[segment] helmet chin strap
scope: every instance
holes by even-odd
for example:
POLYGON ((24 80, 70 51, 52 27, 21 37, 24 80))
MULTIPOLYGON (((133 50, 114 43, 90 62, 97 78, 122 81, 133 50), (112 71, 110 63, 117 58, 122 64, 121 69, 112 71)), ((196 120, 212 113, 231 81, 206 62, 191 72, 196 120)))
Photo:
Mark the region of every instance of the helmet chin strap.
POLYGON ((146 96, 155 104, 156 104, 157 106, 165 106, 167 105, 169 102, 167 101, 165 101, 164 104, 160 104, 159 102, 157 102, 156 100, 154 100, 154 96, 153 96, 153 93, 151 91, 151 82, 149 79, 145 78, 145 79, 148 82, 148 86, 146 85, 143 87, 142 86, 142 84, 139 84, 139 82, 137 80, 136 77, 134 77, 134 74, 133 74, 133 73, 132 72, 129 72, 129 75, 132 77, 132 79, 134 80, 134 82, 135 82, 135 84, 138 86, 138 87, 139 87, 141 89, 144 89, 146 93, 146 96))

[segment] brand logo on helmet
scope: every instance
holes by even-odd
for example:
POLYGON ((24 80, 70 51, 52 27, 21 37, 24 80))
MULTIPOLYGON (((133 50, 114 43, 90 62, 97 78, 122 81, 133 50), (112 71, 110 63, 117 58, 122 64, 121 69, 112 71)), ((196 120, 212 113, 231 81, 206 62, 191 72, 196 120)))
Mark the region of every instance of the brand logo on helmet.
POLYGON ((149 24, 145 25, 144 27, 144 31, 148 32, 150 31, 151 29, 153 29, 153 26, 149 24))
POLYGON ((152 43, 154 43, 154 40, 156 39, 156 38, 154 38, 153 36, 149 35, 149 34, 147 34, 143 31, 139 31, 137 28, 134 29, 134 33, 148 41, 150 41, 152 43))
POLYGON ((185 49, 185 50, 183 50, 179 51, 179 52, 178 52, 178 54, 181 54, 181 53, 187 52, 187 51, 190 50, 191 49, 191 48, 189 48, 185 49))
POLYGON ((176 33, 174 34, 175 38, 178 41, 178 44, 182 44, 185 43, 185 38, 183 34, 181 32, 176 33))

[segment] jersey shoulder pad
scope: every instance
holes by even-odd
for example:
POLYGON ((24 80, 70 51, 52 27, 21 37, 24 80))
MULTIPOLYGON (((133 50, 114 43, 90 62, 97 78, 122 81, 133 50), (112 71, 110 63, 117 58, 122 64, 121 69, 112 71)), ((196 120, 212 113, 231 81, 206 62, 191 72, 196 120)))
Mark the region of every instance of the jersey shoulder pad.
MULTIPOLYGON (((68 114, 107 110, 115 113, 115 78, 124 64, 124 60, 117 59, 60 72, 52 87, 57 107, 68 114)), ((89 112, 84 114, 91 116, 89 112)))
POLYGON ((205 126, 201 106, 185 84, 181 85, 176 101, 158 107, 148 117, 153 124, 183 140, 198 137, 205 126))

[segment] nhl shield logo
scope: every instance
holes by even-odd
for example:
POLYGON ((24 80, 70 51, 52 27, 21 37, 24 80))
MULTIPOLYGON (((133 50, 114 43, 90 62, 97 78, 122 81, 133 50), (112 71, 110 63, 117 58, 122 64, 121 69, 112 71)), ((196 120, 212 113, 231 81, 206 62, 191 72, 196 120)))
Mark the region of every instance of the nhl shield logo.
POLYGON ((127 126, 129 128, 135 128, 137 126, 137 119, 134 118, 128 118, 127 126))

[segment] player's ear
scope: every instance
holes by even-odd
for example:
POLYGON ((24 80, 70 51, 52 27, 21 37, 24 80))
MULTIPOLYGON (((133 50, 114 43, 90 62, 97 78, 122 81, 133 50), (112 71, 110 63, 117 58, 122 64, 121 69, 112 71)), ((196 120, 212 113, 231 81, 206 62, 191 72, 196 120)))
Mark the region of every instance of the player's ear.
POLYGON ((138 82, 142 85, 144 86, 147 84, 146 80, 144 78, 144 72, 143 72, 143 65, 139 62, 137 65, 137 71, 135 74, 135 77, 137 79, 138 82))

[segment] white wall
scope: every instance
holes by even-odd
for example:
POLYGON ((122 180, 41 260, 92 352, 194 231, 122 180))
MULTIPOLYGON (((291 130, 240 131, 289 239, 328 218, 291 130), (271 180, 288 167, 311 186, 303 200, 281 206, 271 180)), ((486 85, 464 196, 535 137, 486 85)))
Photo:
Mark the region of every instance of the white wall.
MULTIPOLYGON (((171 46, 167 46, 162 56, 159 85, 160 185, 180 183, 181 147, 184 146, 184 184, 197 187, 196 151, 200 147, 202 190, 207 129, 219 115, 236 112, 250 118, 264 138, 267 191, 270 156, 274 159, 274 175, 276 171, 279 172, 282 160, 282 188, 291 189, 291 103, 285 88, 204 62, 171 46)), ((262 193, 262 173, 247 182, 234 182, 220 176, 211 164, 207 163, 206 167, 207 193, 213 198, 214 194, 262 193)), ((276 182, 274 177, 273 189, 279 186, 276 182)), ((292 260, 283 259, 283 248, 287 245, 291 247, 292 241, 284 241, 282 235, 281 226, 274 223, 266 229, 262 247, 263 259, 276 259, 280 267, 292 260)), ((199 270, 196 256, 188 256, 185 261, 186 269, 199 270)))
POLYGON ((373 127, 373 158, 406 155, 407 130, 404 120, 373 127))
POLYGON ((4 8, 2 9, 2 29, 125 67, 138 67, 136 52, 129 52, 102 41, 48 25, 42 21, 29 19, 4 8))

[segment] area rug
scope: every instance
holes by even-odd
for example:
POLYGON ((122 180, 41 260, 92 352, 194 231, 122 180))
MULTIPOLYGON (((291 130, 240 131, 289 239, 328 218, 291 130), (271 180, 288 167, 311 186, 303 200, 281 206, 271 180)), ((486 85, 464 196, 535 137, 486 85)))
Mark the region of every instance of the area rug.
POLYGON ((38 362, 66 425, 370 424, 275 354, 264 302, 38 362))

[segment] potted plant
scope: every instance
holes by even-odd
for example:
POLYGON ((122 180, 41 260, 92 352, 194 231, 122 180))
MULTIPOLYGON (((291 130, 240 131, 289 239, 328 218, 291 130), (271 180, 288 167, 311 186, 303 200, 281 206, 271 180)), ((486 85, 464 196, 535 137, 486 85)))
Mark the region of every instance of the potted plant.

■ ■ ■ ■ ■

EXERCISE DETAILS:
Turn the records above into a JSON list of strings, one string per line, with blank lines omitted.

RESULT:
[
  "[segment] helmet chin strap",
  "scope: every instance",
  "holes by even-odd",
  "for example:",
  "POLYGON ((24 80, 70 51, 52 27, 21 37, 24 80))",
  "MULTIPOLYGON (((133 50, 114 43, 90 62, 97 78, 122 81, 133 50), (112 71, 110 63, 117 58, 122 64, 121 69, 112 71)), ((196 120, 212 113, 231 81, 206 62, 191 72, 196 120)))",
  "Photo:",
  "Mark the region of every instance of the helmet chin strap.",
  "POLYGON ((146 96, 155 104, 156 104, 157 106, 165 106, 167 105, 169 102, 167 101, 165 101, 164 104, 160 104, 159 102, 157 102, 156 100, 154 100, 154 96, 153 96, 153 93, 151 91, 151 82, 149 79, 145 78, 145 79, 148 82, 148 86, 146 85, 143 87, 142 86, 142 84, 139 84, 139 82, 137 80, 136 77, 134 77, 134 74, 133 74, 133 73, 132 72, 129 72, 129 75, 132 77, 132 79, 134 80, 134 82, 135 82, 135 84, 138 86, 138 87, 139 87, 141 89, 144 89, 146 93, 146 96))",
  "[segment] brand logo on helmet",
  "scope: every instance",
  "holes by even-odd",
  "for example:",
  "POLYGON ((24 80, 70 51, 52 27, 21 37, 24 80))",
  "MULTIPOLYGON (((133 50, 114 43, 90 62, 97 78, 122 81, 133 50), (112 71, 110 63, 117 58, 122 64, 121 69, 112 71)), ((196 120, 212 113, 231 81, 206 62, 191 72, 196 120)))",
  "Mark the region of every instance of the brand logo on helmet.",
  "POLYGON ((149 24, 145 25, 144 27, 144 31, 148 32, 150 31, 151 29, 153 29, 153 26, 149 24))",
  "POLYGON ((152 43, 154 43, 154 40, 156 39, 156 38, 154 38, 153 36, 149 35, 149 34, 147 34, 143 31, 139 31, 137 28, 134 29, 134 33, 148 41, 150 41, 152 43))",
  "POLYGON ((185 49, 185 50, 183 50, 179 51, 179 52, 178 52, 178 54, 181 54, 181 53, 187 52, 187 51, 190 50, 191 49, 191 48, 189 48, 185 49))",
  "POLYGON ((176 33, 174 34, 175 38, 178 41, 178 44, 182 44, 185 43, 185 38, 183 34, 181 32, 176 33))",
  "[segment] jersey shoulder pad",
  "scope: every instance",
  "holes by even-odd",
  "for example:",
  "POLYGON ((24 80, 70 51, 52 27, 21 37, 24 80))",
  "MULTIPOLYGON (((133 50, 114 43, 90 62, 97 78, 122 81, 133 50), (112 71, 110 63, 117 58, 122 64, 121 69, 112 71)), ((196 120, 212 113, 231 81, 206 62, 191 72, 196 120)))",
  "Mark the region of every instance of the jersey shoulder pad.",
  "MULTIPOLYGON (((68 114, 107 110, 115 113, 115 78, 124 64, 124 60, 117 59, 60 72, 52 87, 57 107, 68 114)), ((89 112, 84 114, 91 116, 89 112)))",
  "POLYGON ((205 126, 201 106, 185 84, 181 85, 176 101, 158 107, 148 117, 153 124, 183 140, 198 137, 205 126))",
  "[segment] nhl shield logo",
  "scope: every instance",
  "holes by even-odd",
  "for example:",
  "POLYGON ((24 80, 70 51, 52 27, 21 37, 24 80))",
  "MULTIPOLYGON (((133 50, 114 43, 90 62, 97 78, 122 81, 133 50), (112 71, 110 63, 117 58, 122 64, 121 69, 112 71)), ((196 120, 212 113, 231 81, 206 62, 191 72, 196 120)))",
  "Mark the region of every instance of the nhl shield logo.",
  "POLYGON ((127 126, 129 128, 135 128, 137 126, 137 119, 134 118, 128 118, 127 126))",
  "[segment] player's ear",
  "scope: every instance",
  "holes by even-odd",
  "for example:",
  "POLYGON ((24 80, 70 51, 52 27, 21 37, 24 80))",
  "MULTIPOLYGON (((133 50, 114 43, 90 62, 97 78, 122 81, 133 50), (112 71, 110 63, 117 58, 122 64, 121 69, 112 71)), ((196 120, 212 113, 231 81, 206 62, 191 72, 196 120)))",
  "Mark the region of every instance of the player's ear.",
  "POLYGON ((138 82, 142 85, 144 86, 147 84, 146 80, 144 78, 144 72, 143 72, 143 65, 139 62, 137 65, 137 71, 135 74, 135 77, 137 79, 138 82))",
  "[segment] white wall",
  "scope: every instance",
  "holes by even-odd",
  "for example:",
  "POLYGON ((122 180, 41 260, 92 352, 194 231, 122 180))",
  "MULTIPOLYGON (((291 130, 240 131, 289 239, 328 218, 291 130), (271 180, 288 167, 311 186, 303 200, 281 206, 271 180)), ((486 85, 464 196, 535 137, 486 85)))",
  "Photo:",
  "Mark the region of every instance of the white wall.",
  "MULTIPOLYGON (((171 46, 167 46, 162 56, 159 85, 160 185, 180 183, 181 147, 184 146, 184 184, 197 187, 196 151, 200 147, 202 190, 207 129, 219 115, 236 112, 250 118, 264 138, 267 191, 270 156, 274 159, 274 175, 276 171, 279 172, 282 160, 282 188, 291 189, 291 103, 285 88, 204 62, 171 46)), ((262 193, 262 173, 247 182, 234 182, 220 176, 211 164, 207 163, 206 167, 207 193, 213 198, 214 194, 262 193)), ((276 182, 274 177, 273 189, 279 186, 276 182)), ((292 260, 283 259, 283 248, 287 245, 291 247, 292 241, 284 241, 282 235, 281 226, 274 223, 266 229, 262 247, 263 259, 276 259, 280 267, 292 260)), ((199 270, 196 256, 188 256, 185 261, 186 269, 199 270)))",
  "POLYGON ((373 127, 373 158, 406 155, 407 130, 404 120, 373 127))",
  "POLYGON ((4 8, 2 9, 2 29, 125 67, 138 67, 136 52, 129 52, 102 41, 48 25, 42 21, 29 19, 4 8))",
  "[segment] area rug",
  "scope: every instance",
  "holes by even-odd",
  "for example:",
  "POLYGON ((122 180, 41 260, 92 352, 194 231, 122 180))",
  "MULTIPOLYGON (((291 130, 240 131, 289 239, 328 218, 291 130), (271 180, 288 167, 311 186, 303 200, 281 206, 271 180)), ((486 85, 464 196, 535 137, 486 85)))",
  "Mark the region of every instance of the area rug.",
  "POLYGON ((38 362, 66 425, 370 424, 275 354, 264 302, 38 362))",
  "[segment] potted plant",
  "scope: every instance",
  "holes by even-odd",
  "for example:",
  "POLYGON ((122 180, 41 260, 92 352, 194 231, 122 180))",
  "MULTIPOLYGON (((291 130, 240 131, 289 239, 328 218, 291 130), (271 180, 288 167, 311 186, 303 200, 281 206, 271 180)), ((486 85, 464 196, 535 137, 486 85)))",
  "Mark the region of every instance of the potted plant."
]